== Material provided ==

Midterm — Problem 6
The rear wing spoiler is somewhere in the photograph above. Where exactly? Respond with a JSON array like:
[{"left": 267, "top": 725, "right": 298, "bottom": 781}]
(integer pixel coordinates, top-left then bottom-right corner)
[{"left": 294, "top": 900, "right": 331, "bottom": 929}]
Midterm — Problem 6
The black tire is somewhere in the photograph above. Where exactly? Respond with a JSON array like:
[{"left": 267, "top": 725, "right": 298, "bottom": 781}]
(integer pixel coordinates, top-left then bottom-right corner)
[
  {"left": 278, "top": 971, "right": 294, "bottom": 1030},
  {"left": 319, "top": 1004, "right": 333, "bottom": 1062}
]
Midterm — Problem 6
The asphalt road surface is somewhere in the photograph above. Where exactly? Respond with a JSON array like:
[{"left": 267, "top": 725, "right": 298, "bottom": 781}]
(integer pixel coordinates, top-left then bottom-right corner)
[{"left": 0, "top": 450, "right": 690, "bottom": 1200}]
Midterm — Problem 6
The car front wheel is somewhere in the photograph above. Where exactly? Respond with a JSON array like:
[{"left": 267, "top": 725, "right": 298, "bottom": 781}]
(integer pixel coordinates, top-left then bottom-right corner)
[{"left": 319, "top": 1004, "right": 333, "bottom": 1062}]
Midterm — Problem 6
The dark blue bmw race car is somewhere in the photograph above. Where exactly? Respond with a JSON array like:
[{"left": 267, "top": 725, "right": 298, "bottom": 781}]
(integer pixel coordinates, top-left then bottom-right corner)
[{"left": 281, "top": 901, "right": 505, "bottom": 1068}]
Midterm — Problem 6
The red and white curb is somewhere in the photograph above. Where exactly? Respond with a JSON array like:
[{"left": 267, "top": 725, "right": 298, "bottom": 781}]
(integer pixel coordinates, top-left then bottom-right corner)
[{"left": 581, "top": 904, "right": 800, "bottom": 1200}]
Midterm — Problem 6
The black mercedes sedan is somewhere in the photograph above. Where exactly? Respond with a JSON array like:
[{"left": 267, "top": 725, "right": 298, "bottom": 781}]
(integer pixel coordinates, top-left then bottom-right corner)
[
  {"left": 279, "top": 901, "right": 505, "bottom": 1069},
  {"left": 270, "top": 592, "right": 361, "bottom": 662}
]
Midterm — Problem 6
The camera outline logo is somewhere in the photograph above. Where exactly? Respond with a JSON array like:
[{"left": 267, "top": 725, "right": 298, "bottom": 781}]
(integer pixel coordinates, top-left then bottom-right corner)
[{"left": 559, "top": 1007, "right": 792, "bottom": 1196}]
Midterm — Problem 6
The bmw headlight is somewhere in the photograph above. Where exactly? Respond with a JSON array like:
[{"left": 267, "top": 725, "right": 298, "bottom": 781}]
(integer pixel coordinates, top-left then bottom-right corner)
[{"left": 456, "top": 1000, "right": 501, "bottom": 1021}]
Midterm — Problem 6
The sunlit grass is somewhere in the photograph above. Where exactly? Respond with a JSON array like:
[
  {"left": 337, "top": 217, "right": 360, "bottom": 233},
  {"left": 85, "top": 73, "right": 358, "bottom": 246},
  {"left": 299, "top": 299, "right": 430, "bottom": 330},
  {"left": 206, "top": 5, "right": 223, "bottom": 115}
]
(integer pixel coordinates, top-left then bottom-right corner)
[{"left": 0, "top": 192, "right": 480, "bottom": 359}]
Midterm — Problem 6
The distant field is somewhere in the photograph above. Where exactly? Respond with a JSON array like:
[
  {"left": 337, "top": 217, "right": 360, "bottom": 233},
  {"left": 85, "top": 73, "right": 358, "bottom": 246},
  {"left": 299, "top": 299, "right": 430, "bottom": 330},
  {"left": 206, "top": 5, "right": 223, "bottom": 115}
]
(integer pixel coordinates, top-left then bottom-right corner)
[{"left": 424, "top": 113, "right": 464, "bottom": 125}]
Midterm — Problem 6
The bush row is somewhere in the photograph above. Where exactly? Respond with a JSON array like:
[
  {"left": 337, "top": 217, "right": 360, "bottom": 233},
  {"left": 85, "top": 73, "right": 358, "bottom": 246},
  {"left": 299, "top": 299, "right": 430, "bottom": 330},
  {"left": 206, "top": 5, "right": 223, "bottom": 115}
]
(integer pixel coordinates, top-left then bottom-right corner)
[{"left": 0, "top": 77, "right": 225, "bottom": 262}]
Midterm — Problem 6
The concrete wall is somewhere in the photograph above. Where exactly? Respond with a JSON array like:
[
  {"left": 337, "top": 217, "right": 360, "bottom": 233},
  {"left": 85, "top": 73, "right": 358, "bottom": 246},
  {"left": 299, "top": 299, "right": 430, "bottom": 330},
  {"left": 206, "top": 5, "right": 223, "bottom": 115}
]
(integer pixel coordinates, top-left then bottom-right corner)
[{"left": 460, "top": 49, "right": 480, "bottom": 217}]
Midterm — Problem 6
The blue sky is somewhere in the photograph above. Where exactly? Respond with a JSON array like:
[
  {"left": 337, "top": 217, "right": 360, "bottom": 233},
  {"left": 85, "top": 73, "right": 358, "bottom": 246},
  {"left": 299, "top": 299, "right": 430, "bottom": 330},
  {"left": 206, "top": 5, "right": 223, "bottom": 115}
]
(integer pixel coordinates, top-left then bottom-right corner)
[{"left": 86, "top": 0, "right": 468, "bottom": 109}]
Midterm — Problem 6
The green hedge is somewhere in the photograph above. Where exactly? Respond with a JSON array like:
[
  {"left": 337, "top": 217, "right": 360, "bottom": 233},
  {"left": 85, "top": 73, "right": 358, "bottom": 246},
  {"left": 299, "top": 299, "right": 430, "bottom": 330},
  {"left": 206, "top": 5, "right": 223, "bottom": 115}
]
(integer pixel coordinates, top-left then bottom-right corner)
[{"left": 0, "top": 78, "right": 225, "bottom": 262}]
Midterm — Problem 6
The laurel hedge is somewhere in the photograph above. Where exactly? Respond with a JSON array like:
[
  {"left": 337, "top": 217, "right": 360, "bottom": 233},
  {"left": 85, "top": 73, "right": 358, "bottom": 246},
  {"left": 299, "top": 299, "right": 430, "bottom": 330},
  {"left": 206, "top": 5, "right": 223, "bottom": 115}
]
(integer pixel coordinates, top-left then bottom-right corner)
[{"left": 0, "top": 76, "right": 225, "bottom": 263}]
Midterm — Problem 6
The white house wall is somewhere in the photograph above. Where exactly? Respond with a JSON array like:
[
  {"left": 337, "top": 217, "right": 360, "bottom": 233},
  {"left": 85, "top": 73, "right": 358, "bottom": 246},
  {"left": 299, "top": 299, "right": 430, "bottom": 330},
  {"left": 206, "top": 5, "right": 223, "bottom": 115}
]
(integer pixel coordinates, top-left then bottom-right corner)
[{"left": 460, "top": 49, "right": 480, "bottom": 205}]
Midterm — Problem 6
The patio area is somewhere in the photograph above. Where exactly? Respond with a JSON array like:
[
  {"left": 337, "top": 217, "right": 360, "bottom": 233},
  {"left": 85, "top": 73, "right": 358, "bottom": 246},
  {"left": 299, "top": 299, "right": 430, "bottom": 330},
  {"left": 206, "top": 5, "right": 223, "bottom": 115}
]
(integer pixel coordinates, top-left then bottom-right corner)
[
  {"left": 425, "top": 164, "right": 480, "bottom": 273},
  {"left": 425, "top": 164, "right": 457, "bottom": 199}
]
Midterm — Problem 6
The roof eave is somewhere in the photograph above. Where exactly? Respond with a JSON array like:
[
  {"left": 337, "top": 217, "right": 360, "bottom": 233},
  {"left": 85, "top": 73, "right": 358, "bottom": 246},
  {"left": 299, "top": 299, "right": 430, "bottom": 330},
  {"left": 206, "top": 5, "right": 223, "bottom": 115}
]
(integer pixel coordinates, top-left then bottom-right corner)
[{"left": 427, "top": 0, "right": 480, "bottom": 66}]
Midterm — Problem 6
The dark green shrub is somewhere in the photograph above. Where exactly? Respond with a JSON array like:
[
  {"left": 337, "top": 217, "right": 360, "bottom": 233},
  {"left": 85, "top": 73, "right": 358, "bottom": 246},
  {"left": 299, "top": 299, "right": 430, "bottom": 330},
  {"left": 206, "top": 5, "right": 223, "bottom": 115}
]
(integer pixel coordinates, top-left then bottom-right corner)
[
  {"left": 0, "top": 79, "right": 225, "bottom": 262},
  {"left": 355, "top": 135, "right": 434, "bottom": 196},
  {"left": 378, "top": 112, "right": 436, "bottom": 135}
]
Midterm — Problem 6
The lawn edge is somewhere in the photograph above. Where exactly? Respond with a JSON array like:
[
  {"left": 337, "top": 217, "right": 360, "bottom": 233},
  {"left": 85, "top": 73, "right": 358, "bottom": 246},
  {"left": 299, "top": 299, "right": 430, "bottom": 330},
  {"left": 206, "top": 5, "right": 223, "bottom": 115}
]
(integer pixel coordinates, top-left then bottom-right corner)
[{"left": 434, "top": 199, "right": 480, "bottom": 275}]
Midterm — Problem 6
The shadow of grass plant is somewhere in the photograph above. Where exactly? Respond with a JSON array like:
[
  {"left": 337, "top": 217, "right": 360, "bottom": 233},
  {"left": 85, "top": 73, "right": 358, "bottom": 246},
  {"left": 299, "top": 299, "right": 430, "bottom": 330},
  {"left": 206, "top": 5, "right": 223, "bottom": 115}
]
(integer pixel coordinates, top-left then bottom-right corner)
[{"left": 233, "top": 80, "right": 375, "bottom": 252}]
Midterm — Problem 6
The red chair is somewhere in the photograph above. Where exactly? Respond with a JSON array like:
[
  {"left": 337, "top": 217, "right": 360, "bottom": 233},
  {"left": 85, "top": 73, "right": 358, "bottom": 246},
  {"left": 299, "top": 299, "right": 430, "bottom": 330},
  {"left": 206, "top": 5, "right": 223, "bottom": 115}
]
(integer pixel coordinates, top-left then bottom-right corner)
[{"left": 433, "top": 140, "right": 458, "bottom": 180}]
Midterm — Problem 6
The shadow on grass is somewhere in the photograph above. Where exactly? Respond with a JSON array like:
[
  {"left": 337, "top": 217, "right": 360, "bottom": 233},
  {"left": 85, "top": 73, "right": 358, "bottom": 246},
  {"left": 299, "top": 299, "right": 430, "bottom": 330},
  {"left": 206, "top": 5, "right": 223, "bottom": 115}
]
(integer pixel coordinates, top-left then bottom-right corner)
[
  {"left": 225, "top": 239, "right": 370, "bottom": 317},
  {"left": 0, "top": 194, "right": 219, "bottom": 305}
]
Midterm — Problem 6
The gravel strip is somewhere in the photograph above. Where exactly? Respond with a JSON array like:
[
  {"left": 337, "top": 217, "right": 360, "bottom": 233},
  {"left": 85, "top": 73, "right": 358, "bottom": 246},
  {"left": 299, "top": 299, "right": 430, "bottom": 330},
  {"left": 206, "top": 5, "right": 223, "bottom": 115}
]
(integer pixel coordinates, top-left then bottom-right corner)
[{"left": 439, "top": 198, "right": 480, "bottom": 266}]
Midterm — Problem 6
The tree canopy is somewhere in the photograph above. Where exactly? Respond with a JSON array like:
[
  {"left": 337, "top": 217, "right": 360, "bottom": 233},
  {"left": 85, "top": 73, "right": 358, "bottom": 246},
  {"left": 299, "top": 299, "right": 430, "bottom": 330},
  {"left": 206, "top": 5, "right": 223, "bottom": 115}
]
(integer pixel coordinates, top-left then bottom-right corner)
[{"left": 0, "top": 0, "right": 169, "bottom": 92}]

===

### Description of the task
Can you filter the records above down to the lines that contain the string "hedge"? Copy each matching line in full, and treat uppercase and lowercase letters as different.

### Problem solution
The green hedge is somewhere in the photograph above. Where exactly? Respond with a JSON array like:
The laurel hedge is somewhere in the photograph above. Where exactly? Respond with a JSON array like:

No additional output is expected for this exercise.